Once the pictures are set aside, transcribe each line of the data exactly.

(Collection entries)
━━━━━━━━━━━━━━━━

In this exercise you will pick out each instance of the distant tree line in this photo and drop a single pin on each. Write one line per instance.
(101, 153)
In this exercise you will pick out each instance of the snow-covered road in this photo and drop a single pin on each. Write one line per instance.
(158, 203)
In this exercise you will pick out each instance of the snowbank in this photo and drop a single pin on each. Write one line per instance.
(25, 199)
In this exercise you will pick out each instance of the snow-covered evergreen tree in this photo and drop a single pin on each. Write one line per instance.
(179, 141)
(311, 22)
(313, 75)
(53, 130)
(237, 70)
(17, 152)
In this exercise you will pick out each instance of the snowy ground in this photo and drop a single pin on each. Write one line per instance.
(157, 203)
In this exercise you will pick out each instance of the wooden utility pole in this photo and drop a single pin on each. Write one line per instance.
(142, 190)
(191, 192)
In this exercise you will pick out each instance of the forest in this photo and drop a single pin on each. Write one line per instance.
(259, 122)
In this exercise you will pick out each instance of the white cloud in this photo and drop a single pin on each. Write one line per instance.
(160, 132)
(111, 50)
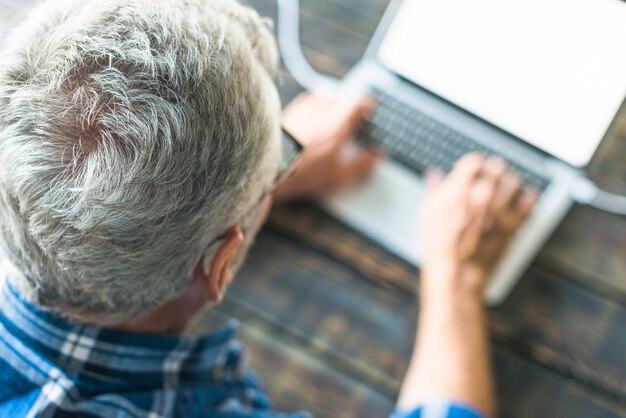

━━━━━━━━━━━━━━━━

OUTPUT FOR THIS EXERCISE ->
In this exercise you will pick out each instance of the distant tree line in this photo and drop a single pin on each. Write one line per instance.
(101, 153)
In this exercise you will pick out each instance of the snow-covered road in this photo and drop a single pin on each. Write one line per instance.
(158, 203)
In this exercise you will pick out each instance of the snowbank in this photo and drop a single pin on each. Write one line per instance.
(25, 199)
In this exercise you will pick out each instance of the snow-covered evergreen tree in this photo and drop a single pin on each. Write one line per instance.
(179, 141)
(311, 22)
(313, 75)
(53, 130)
(237, 70)
(17, 152)
In this exercise you will pick out each instance of the snowy ground in this photo and drop a single pin on each. Write one line per instance.
(157, 203)
In this exercise you will pick out each instance of the wooden utility pole in this photo and drop a single pin on each. Write one line per instance.
(142, 190)
(191, 192)
In this exercise you will pick out each instance of the forest in this photo and drop a single pin on each. Write one line per instance.
(259, 122)
In this exercise you will pick out each instance of the white cloud in this photo and drop a single pin on each. Write one line per instance.
(160, 132)
(111, 50)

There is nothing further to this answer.